— start of SOURCE PASSAGE —

Mystery of Easter Triduum

The Triduum inspires with its mysticism

By Emma Palova

EW Emma’s Writings

Parnell, MI- The Easter Triduum started on Holy Thursday evening with the Lord’s Last Supper, that has inspired countless generations of artists beginning with DaVinci’s renaissance painting in 1498.

The catholic priests around the world washed the feet of their “servants” or parishioners to show humbleness. Fr. Mark Peacock of St. Pat’s Church in Parnell encouraged to share the act of humbleness by washing other’s feet at home.

The entire three days known as “Triduum” are filled with symbolism and mysticism as the feast of the Lord’s Passover begins on Thursday and ends on Saturday night.

Today, on Good Friday, the lectors will read the “Passion” of the Lord Jesus Christ according to one of the four gospel writers. This served as a basic premise for Mel Gibson’s 2004 controversial movie “The Passion of the Christ.”

In the Passion, Jesus was Betrayed by Judas.

The Triduum ends on Holy Saturday night with the great vigil of Easter at 8 pm.

Easter Sunday ensues with the resurrection of Christ Jesus, the Lord.

The symbolism of the Catholic Church also inspired another controversial work; American author Dan Brown’s 2003 novel “The Da Vinci Code.”

— end of SOURCE PASSAGE —
— start of EXERCISE INPUT —

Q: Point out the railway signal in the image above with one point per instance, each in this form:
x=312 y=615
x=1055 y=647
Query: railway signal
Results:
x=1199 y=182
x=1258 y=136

— end of EXERCISE INPUT —

__REQUESTS__
- 1) Answer these questions about the Easter Triduum article:
(a) In what year was DaVinci's painting of the Last Supper made?
(b) At what time does the great vigil of Easter begin on Holy Saturday night?
(c) What 2003 novel by Dan Brown does the article name?
- 2) Render every line of the listing as a Markdown table with the columns Row and Line, numbering each line and omitting blank lines.

__THE ANSWERS__
- 1)
(a) 1498
(b) 8 pm
(c) "The Da Vinci Code"

- 2)
| Row | Line |
|---|---|
| 1 | Q: Point out the railway signal in the image above with one point per instance, each in this form: |
| 2 | x=312 y=615 |
| 3 | x=1055 y=647 |
| 4 | Query: railway signal |
| 5 | Results: |
| 6 | x=1199 y=182 |
| 7 | x=1258 y=136 |